Quoted text:

▽

See the Optimization of a State-to-State Transfer in a Lambda System in the RWA for an example.

How to use args in time-dependent control fields

QuTiP requires that the functions that are used to express time-dependencies have the signature func(t, args) where t is a scalar value for the time and args is a dict containing values for static parameters, see QuTiP’s documentation on using the args variable. Most of the krotov package’s Examples use closures or hardcoded values instead of args. For example, in the Optimization of a State-to-State Transfer in a Two-Level-System, the Hamiltonian is defined as:

def hamiltonian(omega=1.0, ampl0=0.2):
   """Two-level-system Hamiltonian

   Args:
      omega (float): energy separation of the qubit levels
      ampl0 (float): constant amplitude of the driving field
   """
   H0 = -0.5 * omega * qutip.operators.sigmaz()
   H1 = qutip.operators.sigmax()

   def guess_control(t, args):
      return ampl0 * krotov.shapes.flattop(
            t, t_start=0, t_stop=5, t_rise=0.3, func="blackman"
      )

   return [H0, [H1, guess_control]]

Note how ampl0 is used in guess_control as a closure from the surrounding hamiltonian scope, t_stop and t_rise are hardcoded, and args is not used at all. The function could be rewritten as:

def guess_control(t, args):
   """Initial control amplitude.

   Args:
      t (float): Time value at which to evaluate the control.
      args (dict): Dictionary containing the value "ampl0" with the
        amplitude of the driving field, "t_stop" with the time at which the
        control shape ends, and "t_rise" for the duration of the
        switch-on/switch-off time.
   """
    return args['ampl0'] * krotov.shapes.flattop(
        t,
        t_start=0,
        t_stop=args['t_stop'],
        t_rise=args['t_rise'],
        func="blackman"
    )

def hamiltonian(omega=1.0):
    """Two-level-system Hamiltonian

    Args:
        omega (float): energy separation of the qubit levels
    """
    H0 = -0.5 * omega * qutip.operators.sigmaz()
    H1 = qutip.operators.sigmax()

    return [H0, [H1, guess_control]]

ARGS = dict(ampl0=0.2, t_stop=5, t_rise=0.3)

The ARGS must be passed to optimize_pulses() via the pulse_options parameter:

pulse_options = {
   guess_control: dict(lambda_a=5, update_shape=S, args=ARGS)
}

Both Objective.mesolve() and Objective.propagate() take an optional args dict also.

The args in pulse_options are used automatically when evaluating the respective initial guess. Note that the use of args does not extend to update_shape, which is always a function of t only. Any other parameters in the update_shape are best set via functools.partial(), see the Optimization of a Dissipative State-to-State Transfer in a Lambda System.

△

Extracted data:
▽

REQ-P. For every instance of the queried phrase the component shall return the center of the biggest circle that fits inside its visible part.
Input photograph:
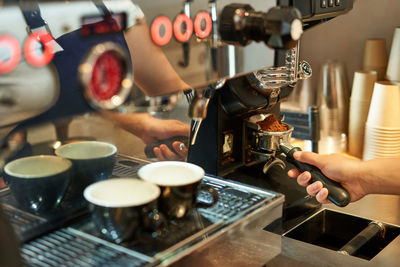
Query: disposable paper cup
(357, 118)
(393, 68)
(384, 110)
(375, 57)
(363, 85)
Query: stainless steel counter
(262, 248)
(259, 247)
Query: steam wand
(199, 104)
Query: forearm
(381, 176)
(152, 70)
(135, 124)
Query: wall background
(343, 37)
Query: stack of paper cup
(393, 68)
(382, 130)
(333, 101)
(361, 93)
(375, 57)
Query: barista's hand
(336, 167)
(151, 130)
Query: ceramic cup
(38, 183)
(92, 161)
(122, 207)
(180, 184)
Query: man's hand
(336, 167)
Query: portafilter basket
(266, 140)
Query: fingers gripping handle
(337, 194)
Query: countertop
(262, 248)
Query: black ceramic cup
(93, 161)
(180, 184)
(38, 183)
(122, 207)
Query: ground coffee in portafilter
(271, 124)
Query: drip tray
(341, 232)
(78, 242)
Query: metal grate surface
(67, 248)
(83, 246)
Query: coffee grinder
(229, 142)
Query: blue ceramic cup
(38, 183)
(92, 161)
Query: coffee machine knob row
(279, 28)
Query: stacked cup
(361, 93)
(382, 130)
(375, 57)
(393, 69)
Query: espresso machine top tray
(71, 238)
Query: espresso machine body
(239, 59)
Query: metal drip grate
(67, 248)
(82, 245)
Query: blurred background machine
(241, 59)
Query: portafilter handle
(337, 194)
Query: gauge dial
(106, 76)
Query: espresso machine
(229, 142)
(239, 59)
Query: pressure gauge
(106, 76)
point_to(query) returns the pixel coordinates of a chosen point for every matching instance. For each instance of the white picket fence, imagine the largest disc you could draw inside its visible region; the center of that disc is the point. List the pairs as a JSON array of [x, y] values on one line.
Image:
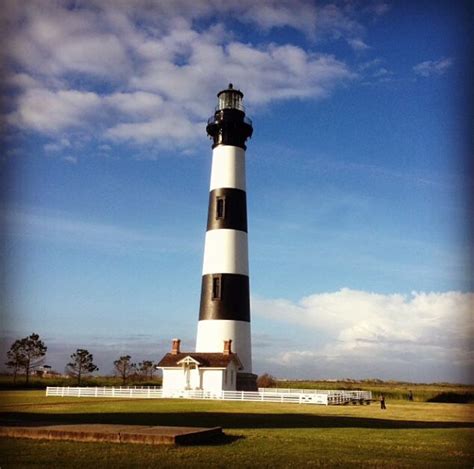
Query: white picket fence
[[297, 396]]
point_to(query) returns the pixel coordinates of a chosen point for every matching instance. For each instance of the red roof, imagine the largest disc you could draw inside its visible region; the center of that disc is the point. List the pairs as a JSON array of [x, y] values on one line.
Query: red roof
[[205, 360]]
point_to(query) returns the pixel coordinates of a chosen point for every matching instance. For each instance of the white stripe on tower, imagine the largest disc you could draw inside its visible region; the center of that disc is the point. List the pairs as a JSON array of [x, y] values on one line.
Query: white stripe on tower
[[225, 298]]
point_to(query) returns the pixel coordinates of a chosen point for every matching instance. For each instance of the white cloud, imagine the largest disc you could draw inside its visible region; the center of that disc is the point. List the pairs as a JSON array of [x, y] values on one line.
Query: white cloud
[[156, 72], [367, 330], [358, 44], [53, 111], [61, 227], [433, 67]]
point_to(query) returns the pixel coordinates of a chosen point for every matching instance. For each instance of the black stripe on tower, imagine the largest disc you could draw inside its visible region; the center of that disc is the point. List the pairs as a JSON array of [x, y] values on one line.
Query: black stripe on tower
[[227, 209], [225, 296]]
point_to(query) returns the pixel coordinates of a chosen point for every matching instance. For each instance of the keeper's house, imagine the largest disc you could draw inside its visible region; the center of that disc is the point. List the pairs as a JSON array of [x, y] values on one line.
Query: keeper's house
[[199, 370]]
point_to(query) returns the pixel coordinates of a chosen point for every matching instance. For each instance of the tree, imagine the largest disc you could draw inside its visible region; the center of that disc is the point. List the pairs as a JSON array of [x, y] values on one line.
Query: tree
[[15, 359], [27, 353], [146, 369], [266, 381], [124, 368], [82, 364]]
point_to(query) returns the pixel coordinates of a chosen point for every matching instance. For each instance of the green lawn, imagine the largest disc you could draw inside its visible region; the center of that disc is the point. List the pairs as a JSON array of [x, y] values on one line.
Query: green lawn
[[407, 434]]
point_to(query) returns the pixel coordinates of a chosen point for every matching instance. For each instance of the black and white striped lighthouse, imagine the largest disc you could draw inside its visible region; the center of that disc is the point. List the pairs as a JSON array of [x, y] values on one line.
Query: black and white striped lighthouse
[[225, 297]]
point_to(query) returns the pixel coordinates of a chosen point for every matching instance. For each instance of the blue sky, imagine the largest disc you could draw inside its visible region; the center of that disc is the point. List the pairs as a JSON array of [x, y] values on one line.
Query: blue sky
[[357, 179]]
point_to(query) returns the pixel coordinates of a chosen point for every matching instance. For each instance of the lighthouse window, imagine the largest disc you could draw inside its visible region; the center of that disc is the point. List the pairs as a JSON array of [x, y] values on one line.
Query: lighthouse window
[[220, 208], [216, 287]]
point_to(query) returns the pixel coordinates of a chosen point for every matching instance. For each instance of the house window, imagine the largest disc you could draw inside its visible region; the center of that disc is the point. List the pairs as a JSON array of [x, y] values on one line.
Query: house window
[[220, 208], [216, 287]]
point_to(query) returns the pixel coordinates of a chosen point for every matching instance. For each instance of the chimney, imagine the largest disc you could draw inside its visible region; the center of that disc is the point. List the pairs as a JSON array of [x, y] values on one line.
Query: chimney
[[175, 347], [227, 347]]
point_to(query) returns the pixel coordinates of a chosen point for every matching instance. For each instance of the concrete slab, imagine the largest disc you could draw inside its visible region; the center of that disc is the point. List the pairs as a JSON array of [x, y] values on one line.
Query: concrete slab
[[152, 435]]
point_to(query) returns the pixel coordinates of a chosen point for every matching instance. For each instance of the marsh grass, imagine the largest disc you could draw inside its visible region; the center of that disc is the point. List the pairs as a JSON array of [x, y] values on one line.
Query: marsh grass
[[407, 434]]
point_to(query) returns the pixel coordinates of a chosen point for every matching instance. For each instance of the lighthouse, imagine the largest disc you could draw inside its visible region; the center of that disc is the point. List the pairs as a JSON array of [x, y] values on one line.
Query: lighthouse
[[224, 313]]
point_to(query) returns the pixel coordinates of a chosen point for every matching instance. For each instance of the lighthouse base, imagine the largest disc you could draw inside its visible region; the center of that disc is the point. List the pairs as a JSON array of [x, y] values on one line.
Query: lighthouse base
[[246, 382]]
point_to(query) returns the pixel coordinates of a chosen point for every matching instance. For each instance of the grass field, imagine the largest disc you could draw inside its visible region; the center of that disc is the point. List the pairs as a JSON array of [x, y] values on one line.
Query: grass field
[[407, 434]]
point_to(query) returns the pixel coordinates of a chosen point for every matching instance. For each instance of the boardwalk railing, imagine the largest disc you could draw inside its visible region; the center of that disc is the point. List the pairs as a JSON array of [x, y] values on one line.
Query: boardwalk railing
[[297, 396], [335, 397]]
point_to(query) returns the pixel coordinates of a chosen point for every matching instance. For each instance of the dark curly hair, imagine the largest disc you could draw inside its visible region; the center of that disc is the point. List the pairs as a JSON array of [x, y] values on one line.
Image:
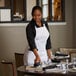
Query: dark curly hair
[[36, 8]]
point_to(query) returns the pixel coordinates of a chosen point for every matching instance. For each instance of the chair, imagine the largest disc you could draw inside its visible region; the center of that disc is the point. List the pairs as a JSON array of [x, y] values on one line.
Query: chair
[[19, 62], [70, 51], [6, 65], [72, 55]]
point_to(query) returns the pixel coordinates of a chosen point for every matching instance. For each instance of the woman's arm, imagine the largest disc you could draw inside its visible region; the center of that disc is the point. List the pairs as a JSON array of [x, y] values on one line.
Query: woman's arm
[[31, 40]]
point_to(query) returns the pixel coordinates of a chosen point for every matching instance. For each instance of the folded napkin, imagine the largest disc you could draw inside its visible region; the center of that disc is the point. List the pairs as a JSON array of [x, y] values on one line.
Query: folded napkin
[[60, 54]]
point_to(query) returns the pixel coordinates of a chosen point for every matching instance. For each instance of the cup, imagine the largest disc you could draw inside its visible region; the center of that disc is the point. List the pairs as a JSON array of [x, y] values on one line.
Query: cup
[[74, 62]]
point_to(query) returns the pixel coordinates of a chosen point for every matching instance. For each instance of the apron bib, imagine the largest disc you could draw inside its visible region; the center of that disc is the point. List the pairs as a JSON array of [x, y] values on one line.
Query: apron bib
[[41, 37]]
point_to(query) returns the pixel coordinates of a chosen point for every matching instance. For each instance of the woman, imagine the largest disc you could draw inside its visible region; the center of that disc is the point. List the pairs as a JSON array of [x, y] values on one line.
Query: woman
[[38, 37]]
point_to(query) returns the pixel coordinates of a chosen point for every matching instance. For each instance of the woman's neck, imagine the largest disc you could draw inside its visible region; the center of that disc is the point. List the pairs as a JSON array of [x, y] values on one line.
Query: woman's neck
[[39, 24]]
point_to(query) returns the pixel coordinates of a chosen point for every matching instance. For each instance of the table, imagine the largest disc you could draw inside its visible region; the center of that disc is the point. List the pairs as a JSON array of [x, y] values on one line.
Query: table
[[23, 71]]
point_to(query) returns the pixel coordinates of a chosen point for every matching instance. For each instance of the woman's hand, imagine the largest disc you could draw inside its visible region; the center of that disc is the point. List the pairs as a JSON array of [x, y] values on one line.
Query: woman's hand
[[37, 59], [49, 53]]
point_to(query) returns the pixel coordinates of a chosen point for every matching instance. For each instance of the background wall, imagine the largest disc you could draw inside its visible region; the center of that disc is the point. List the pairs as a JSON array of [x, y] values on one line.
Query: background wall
[[74, 15], [13, 38]]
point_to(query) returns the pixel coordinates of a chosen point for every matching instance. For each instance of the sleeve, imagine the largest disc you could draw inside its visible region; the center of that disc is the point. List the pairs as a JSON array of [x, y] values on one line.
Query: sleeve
[[48, 44], [30, 38]]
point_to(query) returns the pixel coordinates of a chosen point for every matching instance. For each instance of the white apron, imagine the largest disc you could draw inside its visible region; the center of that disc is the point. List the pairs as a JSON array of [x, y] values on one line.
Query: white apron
[[41, 37]]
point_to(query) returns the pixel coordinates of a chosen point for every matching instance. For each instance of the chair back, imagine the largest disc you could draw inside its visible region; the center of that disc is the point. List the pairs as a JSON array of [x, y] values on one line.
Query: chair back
[[19, 59]]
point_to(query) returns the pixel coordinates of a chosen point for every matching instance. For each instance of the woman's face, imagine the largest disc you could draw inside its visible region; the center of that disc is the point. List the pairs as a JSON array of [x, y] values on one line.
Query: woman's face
[[37, 15]]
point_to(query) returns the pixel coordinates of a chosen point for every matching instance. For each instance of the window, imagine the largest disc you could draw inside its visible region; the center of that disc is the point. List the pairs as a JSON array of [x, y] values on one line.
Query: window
[[53, 10], [20, 10]]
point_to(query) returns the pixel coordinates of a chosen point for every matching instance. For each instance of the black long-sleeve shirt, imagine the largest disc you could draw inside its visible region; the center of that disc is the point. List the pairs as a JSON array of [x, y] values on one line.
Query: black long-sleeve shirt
[[31, 33]]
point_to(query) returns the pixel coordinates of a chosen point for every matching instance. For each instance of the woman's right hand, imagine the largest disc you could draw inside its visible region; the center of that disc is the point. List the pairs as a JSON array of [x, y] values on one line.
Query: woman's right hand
[[37, 59]]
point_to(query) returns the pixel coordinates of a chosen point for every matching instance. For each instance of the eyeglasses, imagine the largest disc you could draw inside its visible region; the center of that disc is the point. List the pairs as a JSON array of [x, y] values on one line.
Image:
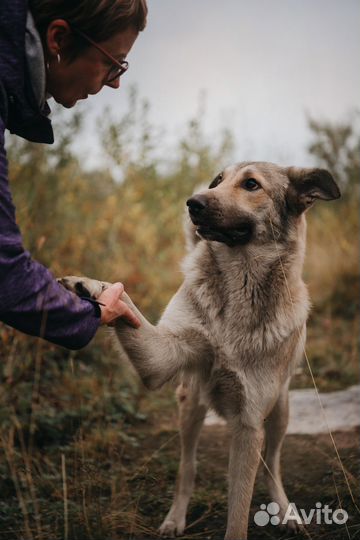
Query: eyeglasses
[[117, 69]]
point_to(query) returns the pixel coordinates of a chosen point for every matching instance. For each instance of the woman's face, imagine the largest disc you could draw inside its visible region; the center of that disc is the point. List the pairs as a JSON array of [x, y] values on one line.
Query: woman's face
[[88, 73]]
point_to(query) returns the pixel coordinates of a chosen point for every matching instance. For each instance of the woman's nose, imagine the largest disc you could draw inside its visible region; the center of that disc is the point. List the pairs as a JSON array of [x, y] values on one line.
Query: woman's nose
[[114, 84]]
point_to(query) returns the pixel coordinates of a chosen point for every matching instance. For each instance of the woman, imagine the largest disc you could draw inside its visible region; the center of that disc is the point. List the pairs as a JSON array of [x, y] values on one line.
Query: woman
[[65, 50]]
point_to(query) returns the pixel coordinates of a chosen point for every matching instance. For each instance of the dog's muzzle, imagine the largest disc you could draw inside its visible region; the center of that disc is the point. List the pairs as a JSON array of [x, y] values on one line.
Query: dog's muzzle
[[200, 215]]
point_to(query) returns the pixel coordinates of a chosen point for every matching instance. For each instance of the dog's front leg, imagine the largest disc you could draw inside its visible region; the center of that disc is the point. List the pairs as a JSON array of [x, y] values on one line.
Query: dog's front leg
[[245, 449], [158, 353]]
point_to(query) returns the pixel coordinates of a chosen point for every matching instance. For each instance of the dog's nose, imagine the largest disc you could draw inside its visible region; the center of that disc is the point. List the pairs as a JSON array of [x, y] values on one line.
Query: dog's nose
[[197, 204]]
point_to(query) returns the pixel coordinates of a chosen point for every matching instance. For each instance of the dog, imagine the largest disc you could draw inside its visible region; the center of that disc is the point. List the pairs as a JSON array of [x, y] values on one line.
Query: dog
[[236, 327]]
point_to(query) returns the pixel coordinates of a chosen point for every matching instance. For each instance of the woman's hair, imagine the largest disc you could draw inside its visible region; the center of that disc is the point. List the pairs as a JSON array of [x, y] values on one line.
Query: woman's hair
[[99, 19]]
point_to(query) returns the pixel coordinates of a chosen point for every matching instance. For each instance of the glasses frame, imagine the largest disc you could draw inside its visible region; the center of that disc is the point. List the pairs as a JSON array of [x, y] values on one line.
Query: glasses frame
[[121, 66]]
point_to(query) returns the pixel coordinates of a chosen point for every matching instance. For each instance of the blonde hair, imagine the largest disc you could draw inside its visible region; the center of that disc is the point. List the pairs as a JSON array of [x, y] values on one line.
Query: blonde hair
[[99, 19]]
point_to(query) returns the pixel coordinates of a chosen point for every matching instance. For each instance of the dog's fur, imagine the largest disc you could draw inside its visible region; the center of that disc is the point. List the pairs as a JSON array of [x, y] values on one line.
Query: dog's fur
[[236, 327]]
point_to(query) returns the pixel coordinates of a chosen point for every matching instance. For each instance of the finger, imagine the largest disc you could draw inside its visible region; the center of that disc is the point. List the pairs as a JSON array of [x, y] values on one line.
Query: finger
[[130, 317], [118, 287]]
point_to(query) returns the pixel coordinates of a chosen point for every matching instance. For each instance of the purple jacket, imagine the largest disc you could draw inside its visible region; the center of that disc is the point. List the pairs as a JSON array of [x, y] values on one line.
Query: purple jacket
[[30, 298]]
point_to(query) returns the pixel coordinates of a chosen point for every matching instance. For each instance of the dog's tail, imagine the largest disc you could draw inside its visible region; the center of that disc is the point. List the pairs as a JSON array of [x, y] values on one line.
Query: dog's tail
[[191, 238]]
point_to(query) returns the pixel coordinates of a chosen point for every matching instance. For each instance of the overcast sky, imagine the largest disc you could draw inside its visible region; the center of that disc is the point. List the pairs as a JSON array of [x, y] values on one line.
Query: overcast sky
[[263, 65]]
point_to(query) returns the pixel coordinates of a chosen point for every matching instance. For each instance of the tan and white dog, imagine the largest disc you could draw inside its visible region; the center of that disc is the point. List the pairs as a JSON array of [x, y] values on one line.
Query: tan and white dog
[[236, 327]]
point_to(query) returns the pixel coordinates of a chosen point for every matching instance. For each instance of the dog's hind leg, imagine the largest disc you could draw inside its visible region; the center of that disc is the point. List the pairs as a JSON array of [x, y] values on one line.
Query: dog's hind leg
[[275, 429], [191, 416]]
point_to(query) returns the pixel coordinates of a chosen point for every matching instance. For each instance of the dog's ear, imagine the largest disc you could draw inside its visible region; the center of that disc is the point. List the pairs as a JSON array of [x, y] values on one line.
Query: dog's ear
[[307, 185]]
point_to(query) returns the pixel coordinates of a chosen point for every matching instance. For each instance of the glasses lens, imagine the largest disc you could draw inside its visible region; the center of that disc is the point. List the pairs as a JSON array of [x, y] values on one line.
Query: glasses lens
[[117, 71]]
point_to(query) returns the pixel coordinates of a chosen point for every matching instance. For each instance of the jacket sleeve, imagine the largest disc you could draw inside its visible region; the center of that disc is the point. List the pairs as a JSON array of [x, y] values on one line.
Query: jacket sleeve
[[31, 300]]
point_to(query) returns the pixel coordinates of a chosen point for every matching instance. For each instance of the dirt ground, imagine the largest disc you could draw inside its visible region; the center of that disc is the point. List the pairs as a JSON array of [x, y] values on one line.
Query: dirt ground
[[311, 474]]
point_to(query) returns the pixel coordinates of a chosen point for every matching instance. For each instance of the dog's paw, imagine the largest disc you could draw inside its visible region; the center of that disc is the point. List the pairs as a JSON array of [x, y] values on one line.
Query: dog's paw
[[90, 288], [293, 528], [172, 527]]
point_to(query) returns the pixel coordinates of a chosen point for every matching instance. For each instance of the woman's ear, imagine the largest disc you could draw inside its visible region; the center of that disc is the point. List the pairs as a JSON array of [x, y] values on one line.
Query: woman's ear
[[57, 37], [307, 185]]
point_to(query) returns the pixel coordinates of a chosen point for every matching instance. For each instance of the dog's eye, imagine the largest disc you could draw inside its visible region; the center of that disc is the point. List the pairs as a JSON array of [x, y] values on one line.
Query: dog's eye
[[216, 181], [251, 184]]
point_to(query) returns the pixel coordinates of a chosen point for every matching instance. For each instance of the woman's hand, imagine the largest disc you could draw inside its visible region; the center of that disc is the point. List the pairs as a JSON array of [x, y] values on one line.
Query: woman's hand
[[113, 307]]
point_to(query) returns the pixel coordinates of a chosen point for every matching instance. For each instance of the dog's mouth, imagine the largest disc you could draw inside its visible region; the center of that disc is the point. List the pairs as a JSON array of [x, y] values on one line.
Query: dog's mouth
[[229, 236]]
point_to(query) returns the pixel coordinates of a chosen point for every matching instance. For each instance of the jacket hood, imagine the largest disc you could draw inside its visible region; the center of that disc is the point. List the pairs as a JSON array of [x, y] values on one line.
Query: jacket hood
[[18, 105]]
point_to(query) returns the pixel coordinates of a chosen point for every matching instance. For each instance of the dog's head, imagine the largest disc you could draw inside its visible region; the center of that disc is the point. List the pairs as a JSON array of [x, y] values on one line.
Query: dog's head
[[252, 201]]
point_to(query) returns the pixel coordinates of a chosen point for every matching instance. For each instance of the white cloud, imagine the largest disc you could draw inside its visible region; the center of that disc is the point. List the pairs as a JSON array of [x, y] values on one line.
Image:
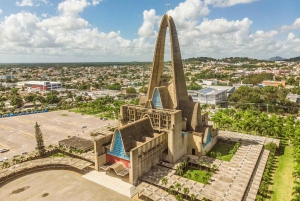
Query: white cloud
[[68, 18], [69, 37], [295, 25], [24, 3], [150, 20], [96, 2], [72, 7], [227, 3], [188, 13]]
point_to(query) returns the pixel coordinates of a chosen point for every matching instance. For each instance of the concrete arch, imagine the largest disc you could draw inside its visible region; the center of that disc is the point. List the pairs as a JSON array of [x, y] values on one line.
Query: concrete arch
[[177, 89], [13, 175]]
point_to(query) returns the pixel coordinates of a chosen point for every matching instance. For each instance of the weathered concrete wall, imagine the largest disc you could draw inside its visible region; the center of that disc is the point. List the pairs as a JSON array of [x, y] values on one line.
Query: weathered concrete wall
[[177, 144], [142, 158], [100, 157], [195, 142], [213, 141]]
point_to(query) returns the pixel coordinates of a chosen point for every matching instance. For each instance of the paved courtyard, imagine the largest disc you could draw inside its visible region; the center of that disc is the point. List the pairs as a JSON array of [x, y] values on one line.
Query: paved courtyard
[[18, 133], [57, 185]]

△

Jobs:
(a) In the text on args in time-dependent control fields, through which parameter must ARGS be passed to optimize_pulses()?
(b) Write the next part of the text on args in time-dependent control fields, following on from its final sentence.
The data shown after the text are not needed.

Results for the exercise:
(a) ARGS must be passed through the pulse_options parameter.

(b)
Compare that example to the Optimization of a State-to-State Transfer in a Lambda System in the RWA. In the latter, the values for the parameters in the control fields and the Hamiltonian are hardcoded, while in the former, all parameters are centrally defined in a dict which is passed to the optimization and propagation routines.

How to stop the optimization when the error crosses some threshold

By default, an optimization stops after a predefined number of iterations (iter_stop parameter in optimize_pulses()). However, through the interplay of the info_hook and the check_convergence routine passed to optimize_pulses(), the optimization can be stopped based on the optimization success or the rate of convergence: The info_hook routine should return the value of the optimization functional or error, which is accessible to check_convergence via the Result.info_vals attribute, see krotov.convergence for details.

Generally, you should use the krotov.info_hooks.print_table() function as an info_hook, which receives a function to evaluate the optimization functional \(J_T\) as a parameter. Then, use krotov.convergence.value_below() as a check_convergence routine to stop the optimization when \(J_T\) falls below some given threshold.

See the thee Optimization of a State-to-State Transfer in a Lambda System in the RWA for an example.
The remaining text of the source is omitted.